▸ DATA PROVIDED:
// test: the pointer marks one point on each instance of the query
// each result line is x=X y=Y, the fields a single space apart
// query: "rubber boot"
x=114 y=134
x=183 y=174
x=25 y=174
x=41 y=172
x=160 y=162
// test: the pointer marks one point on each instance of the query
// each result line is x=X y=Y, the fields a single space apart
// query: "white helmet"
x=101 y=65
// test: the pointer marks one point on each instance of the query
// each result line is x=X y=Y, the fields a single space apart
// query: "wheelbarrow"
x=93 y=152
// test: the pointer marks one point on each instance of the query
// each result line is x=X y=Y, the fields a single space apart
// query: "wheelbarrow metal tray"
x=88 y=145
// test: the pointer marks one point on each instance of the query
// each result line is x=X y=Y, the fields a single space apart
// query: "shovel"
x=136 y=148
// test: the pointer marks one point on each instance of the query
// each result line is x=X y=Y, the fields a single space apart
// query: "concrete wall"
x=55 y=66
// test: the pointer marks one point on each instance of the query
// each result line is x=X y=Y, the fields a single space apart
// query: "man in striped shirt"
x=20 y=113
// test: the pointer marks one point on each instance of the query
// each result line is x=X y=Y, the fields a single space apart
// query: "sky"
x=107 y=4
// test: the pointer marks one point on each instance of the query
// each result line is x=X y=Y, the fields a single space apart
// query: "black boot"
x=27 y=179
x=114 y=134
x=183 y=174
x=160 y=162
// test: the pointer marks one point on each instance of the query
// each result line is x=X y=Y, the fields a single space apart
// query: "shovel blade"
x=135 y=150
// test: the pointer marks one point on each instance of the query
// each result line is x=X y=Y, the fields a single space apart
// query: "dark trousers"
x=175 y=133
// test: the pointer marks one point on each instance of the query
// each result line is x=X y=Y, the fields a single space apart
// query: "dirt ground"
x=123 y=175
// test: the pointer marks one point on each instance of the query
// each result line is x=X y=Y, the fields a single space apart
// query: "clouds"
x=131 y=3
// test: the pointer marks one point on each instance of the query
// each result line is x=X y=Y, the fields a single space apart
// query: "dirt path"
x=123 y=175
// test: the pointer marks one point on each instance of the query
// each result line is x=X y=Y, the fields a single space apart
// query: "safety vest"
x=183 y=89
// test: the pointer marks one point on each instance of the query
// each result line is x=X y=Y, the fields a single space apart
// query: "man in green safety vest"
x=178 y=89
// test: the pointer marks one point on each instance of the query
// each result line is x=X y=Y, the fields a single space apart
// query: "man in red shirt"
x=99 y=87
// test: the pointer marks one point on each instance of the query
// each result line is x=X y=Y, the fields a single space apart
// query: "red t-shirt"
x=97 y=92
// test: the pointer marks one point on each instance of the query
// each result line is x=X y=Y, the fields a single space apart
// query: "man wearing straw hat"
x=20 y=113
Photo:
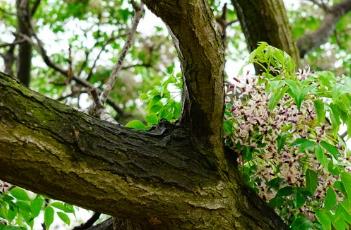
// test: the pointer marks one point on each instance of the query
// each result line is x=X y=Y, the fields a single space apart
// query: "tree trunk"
x=158 y=178
x=172 y=177
x=266 y=20
x=24 y=58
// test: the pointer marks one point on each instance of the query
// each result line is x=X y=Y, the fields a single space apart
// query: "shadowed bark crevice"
x=156 y=177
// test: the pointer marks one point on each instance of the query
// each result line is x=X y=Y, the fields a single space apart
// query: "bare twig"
x=113 y=77
x=320 y=4
x=40 y=47
x=6 y=12
x=16 y=42
x=90 y=74
x=35 y=7
x=89 y=223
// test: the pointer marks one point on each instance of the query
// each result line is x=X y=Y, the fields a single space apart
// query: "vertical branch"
x=117 y=68
x=24 y=59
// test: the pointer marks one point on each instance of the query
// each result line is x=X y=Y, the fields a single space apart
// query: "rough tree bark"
x=266 y=20
x=24 y=57
x=172 y=177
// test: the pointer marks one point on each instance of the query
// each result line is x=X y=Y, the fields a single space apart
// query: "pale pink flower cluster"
x=257 y=127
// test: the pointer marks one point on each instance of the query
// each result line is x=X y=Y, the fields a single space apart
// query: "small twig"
x=35 y=7
x=40 y=47
x=12 y=43
x=71 y=95
x=90 y=74
x=321 y=5
x=113 y=77
x=6 y=12
x=89 y=222
x=232 y=22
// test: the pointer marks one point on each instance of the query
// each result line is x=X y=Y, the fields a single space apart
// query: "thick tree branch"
x=90 y=222
x=53 y=149
x=201 y=53
x=314 y=39
x=266 y=20
x=157 y=178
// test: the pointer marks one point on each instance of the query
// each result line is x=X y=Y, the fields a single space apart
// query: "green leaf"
x=335 y=117
x=281 y=140
x=330 y=148
x=275 y=97
x=48 y=216
x=228 y=127
x=296 y=91
x=136 y=124
x=62 y=206
x=299 y=198
x=321 y=156
x=330 y=199
x=346 y=180
x=19 y=194
x=303 y=144
x=64 y=217
x=311 y=181
x=275 y=183
x=320 y=111
x=286 y=191
x=36 y=205
x=152 y=119
x=323 y=219
x=301 y=223
x=5 y=227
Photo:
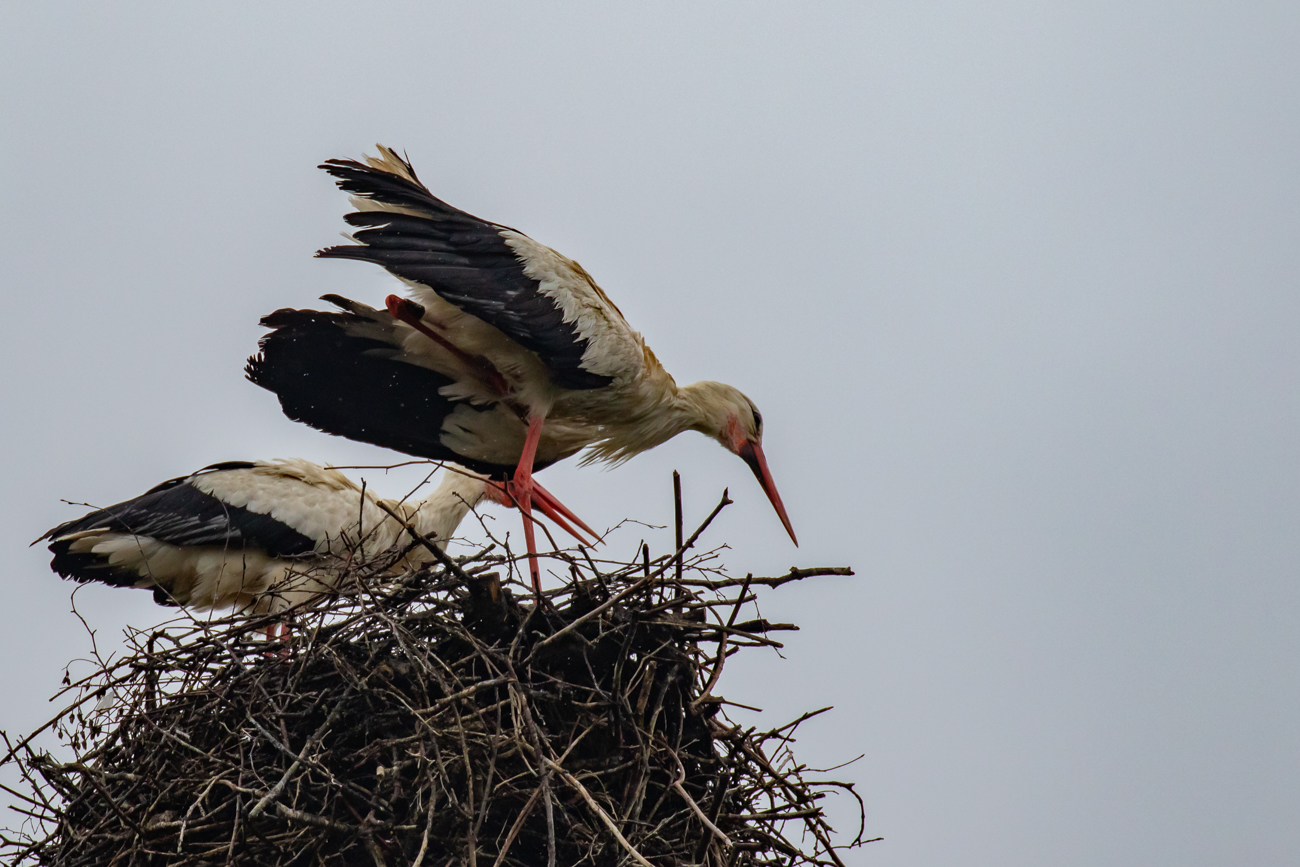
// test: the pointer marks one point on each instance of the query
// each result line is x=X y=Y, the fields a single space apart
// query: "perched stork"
x=508 y=359
x=260 y=537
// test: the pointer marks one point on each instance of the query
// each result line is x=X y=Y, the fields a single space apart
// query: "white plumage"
x=259 y=536
x=508 y=359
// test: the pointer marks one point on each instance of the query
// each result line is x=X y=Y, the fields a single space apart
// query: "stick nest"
x=436 y=719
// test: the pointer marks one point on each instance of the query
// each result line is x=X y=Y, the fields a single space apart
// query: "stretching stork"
x=507 y=359
x=256 y=536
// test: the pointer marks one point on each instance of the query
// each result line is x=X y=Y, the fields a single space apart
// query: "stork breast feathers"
x=612 y=349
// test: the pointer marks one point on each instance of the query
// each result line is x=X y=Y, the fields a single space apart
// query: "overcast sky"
x=1014 y=285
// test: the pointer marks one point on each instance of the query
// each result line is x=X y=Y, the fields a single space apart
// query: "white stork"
x=508 y=359
x=256 y=536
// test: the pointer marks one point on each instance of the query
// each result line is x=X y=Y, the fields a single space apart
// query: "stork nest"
x=436 y=719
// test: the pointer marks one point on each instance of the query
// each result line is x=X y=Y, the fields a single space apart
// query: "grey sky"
x=1014 y=285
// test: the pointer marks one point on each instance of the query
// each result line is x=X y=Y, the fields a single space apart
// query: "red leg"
x=557 y=511
x=545 y=503
x=521 y=489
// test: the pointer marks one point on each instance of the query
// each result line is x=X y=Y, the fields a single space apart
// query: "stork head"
x=732 y=419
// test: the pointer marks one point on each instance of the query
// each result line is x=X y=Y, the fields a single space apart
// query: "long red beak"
x=753 y=455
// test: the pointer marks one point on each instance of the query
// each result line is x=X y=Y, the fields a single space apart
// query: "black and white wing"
x=538 y=298
x=346 y=373
x=178 y=512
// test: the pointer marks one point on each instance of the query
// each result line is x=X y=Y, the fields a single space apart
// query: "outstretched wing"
x=180 y=514
x=536 y=297
x=345 y=373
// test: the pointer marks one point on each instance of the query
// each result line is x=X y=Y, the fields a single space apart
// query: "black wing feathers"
x=464 y=260
x=180 y=514
x=351 y=385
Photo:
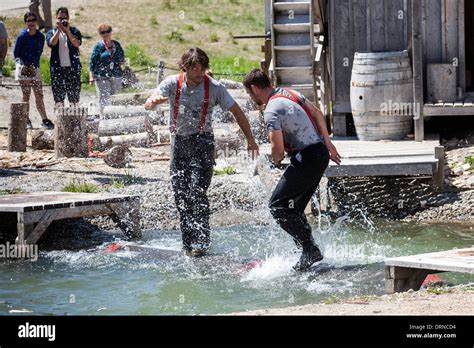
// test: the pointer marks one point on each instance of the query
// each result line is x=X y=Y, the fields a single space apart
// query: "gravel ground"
x=449 y=301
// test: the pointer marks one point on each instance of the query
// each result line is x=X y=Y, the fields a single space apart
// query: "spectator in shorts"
x=65 y=63
x=105 y=66
x=28 y=49
x=47 y=22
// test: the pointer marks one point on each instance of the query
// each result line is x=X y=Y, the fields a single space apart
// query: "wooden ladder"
x=296 y=46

▸ EXERCISE OBJECTIVE:
Could the lines above be copied out exactly, with no image carried over?

▸ RESULT:
// test: the pointer marks one point on each instance of the query
// each result line is x=X y=Y, the fields a single space apart
// query: "rubber boot"
x=114 y=134
x=183 y=174
x=25 y=174
x=41 y=172
x=160 y=162
// test: the pointer marks one point on each instance of the query
// each result line is x=X y=Y, the fields a single space apart
// query: "white helmet"
x=101 y=65
// test: the pointer marks one point on each instance of the query
// each result line is x=X y=Y, the fields a single space apart
// query: "wheelbarrow"
x=93 y=152
// test: the pointer marks one point on each instance of the query
// each result line is x=X y=Y, the fields a single space apart
// query: "wheelbarrow metal tray"
x=88 y=145
// test: the pointer marks one point on each instance of the query
// each result line is x=X y=Y, the fields a single space apart
// query: "shovel"
x=136 y=148
// test: the pointer marks one point on each instance of the query
// each result line is x=X y=Y, the fields a single space apart
// query: "concrete wall"
x=55 y=66
// test: the pointer marks one point on each instance of the query
// each result line is x=X y=Y, the fields a single space apart
// query: "man in striped shirt"
x=20 y=113
// test: the pointer marks one point on each instance of the query
// each result line is x=X y=Y, the fields a single space apart
// query: "sky"
x=107 y=4
// test: the pointer marks one point on each instance of the query
// each result line is x=X y=Y, the fields a single space apart
// query: "black boot"
x=27 y=179
x=114 y=134
x=183 y=174
x=160 y=162
// test: the pointer marks one point on each instance of the query
// each result line is x=X y=Y, the fields a single space apart
// query: "shovel blade"
x=135 y=150
// test: the pointer marks one point on each instance of the query
// each result line is x=X y=Y, the fields a single space apart
// query: "dark trousers"
x=175 y=133
// test: the pointer marks one point on each instance of the query
// each result line is x=X y=Y, the fields a single space apart
// query: "dirt ground"
x=123 y=175
// test: the pointer marks one point on each instance of the query
// each result line is x=X y=Y, the fields a single space apart
// query: "clouds"
x=131 y=3
// test: the pointer marks one point on each instance of the query
// each result line is x=X y=Y, the fields a single space apart
// query: "dirt path"
x=123 y=175
// test: the pointer marks one point on each instance of the query
// each result line is x=X y=Y, the fields a single space apart
// query: "safety vest"
x=183 y=89
// test: the pointer marks one point on each instance of the query
// each result line is x=X y=Y, the fields a single space apart
// query: "man in green safety vest"
x=178 y=89
// test: the pointer marks one point on each instance of the query
// each result line is x=X y=Y, the fields a single space apart
// query: "man in red shirt"
x=99 y=87
// test: the pointer marks one point on each instance of the query
// each result line is x=X y=Y, the fields a single space apart
// query: "red t-shirt"
x=97 y=92
// test: the pointer marks one point on each instance of the query
// each result line is x=X y=Y, the fields a single space apart
// query: "man wearing straw hat"
x=20 y=113
Photo:
// test: the pointer marks one point on each instance of the query
// each result line is x=X y=Y, the fields a single space apart
// query: "tree trunk"
x=158 y=178
x=172 y=177
x=266 y=20
x=24 y=58
// test: the pointer marks one point on each instance of the query
// each result line is x=X y=Y, the fields a single space apart
// query: "shadowed bark crevice"
x=156 y=177
// test: the pointer marks one point on each instance of the query
// each result line is x=X y=Y, the fields a single space apart
// query: "bare twig"
x=113 y=77
x=320 y=4
x=40 y=47
x=6 y=12
x=16 y=42
x=90 y=74
x=35 y=7
x=89 y=223
// test: the pointer marks one point on each instance of the query
// each result line is x=X y=Y, the fields a single space apart
// query: "vertical branch"
x=117 y=68
x=24 y=59
// test: the pointer marks one point on each instance of the query
// each result line is x=X y=Y, the fields a single space apart
// query: "rough tree bark"
x=266 y=20
x=24 y=57
x=172 y=177
// test: the pointer marks one point on each instance of the query
// each result line is x=X y=Y, the fields a single space apart
// query: "pale pink flower cluster"
x=257 y=127
// test: the pointer marks one point on each instance of the query
// each result line is x=X y=Y, the fields a single space apart
// query: "small twig"
x=35 y=7
x=40 y=47
x=12 y=43
x=71 y=95
x=90 y=74
x=321 y=5
x=113 y=77
x=6 y=12
x=89 y=222
x=232 y=22
// test: the pointer marks one point on each instance of the query
// each result line is x=X y=Y, the fields a single space apart
// query: "thick tree branch"
x=90 y=222
x=53 y=149
x=201 y=53
x=314 y=39
x=266 y=20
x=157 y=178
// test: the pointer marks one point on each instance of the query
// each result line is x=X y=Y, the fields a single space apart
// query: "green leaf"
x=335 y=117
x=281 y=140
x=330 y=148
x=275 y=97
x=48 y=216
x=228 y=127
x=296 y=91
x=136 y=124
x=62 y=206
x=299 y=198
x=321 y=156
x=330 y=199
x=346 y=180
x=19 y=194
x=303 y=144
x=64 y=217
x=311 y=181
x=275 y=183
x=320 y=111
x=286 y=191
x=36 y=205
x=152 y=119
x=323 y=219
x=301 y=223
x=5 y=227
Photo:
// test: the pointer marks one point on each instance of the query
// each result line is x=X y=Y, the fields a single space apart
// query: "perched stork"
x=508 y=359
x=260 y=537
// test: the pointer marks one point on each instance of the query
// each result line is x=X y=Y, the fields a single space apart
// query: "white plumage"
x=259 y=536
x=508 y=359
// test: the pointer marks one point on each instance of the query
// each result line is x=X y=Y, the fields a single space apart
// query: "stick nest"
x=436 y=719
// test: the pointer marks one point on each instance of the query
// each result line is x=X y=Y, the fields a single space apart
// query: "stretching stork"
x=507 y=359
x=256 y=536
// test: the pointer marks one point on each instance of the query
// each result line is x=X y=Y, the fields a single space apart
// query: "stork breast feathers"
x=612 y=349
// test: the pointer marks one point on each instance of the query
// each result line is x=X y=Y, the fields a single space apart
// query: "overcast sky"
x=1014 y=285
// test: the pointer marks one point on each instance of the query
// each result line is x=X y=Y, the fields a single space apart
// query: "white stork"
x=508 y=359
x=256 y=536
// test: the pointer marks one point on each instance of the query
// each result line is x=X y=Y, the fields a single space apart
// query: "stork nest"
x=436 y=719
// test: the pointer marks one point on each instance of the query
// each result line is x=X y=Y, the fields a single space apart
// query: "grey sky"
x=1014 y=285
// test: the pointer marks one point on each instance of the query
// each result line is x=X y=Y, the fields a single space apart
// query: "red leg"
x=557 y=511
x=545 y=503
x=521 y=489
// test: the pointer marks one point on each instance of the query
// each result line is x=X y=Y, the fields a single space apart
// query: "stork head"
x=732 y=419
// test: the pointer marks one point on each instance of the query
// each result line is x=X y=Y, the fields a single space apart
// query: "long red beak"
x=753 y=455
// test: the pointer marks one point on each instance of the query
// each result line is x=X y=Y, the fields a single space apart
// query: "black and white wing"
x=538 y=298
x=346 y=373
x=178 y=512
// test: the pointer marks one point on each instance of the query
// each result line is x=X y=Y, the fields a single space apart
// query: "outstretched wing"
x=180 y=514
x=536 y=297
x=345 y=373
// test: the pointer marks one point on each instance of the query
// each result line is x=X y=Y, the fields a single space apart
// query: "black wing feathers"
x=464 y=260
x=180 y=514
x=351 y=385
Photo:
// test: the pointer marks one point on each instance of the query
// each result line is x=X y=Y, the fields a single space apart
// query: "gravel ground"
x=449 y=301
// test: the pointer marks one point on each instance of the query
// each result line is x=X y=Y, the fields a single space apart
// query: "spectator in shorts"
x=65 y=63
x=105 y=66
x=28 y=49
x=47 y=22
// test: the pointer marks one point on each instance of the query
// each result line is x=X y=Y, the fields a single space apart
// query: "wooden ladder"
x=296 y=46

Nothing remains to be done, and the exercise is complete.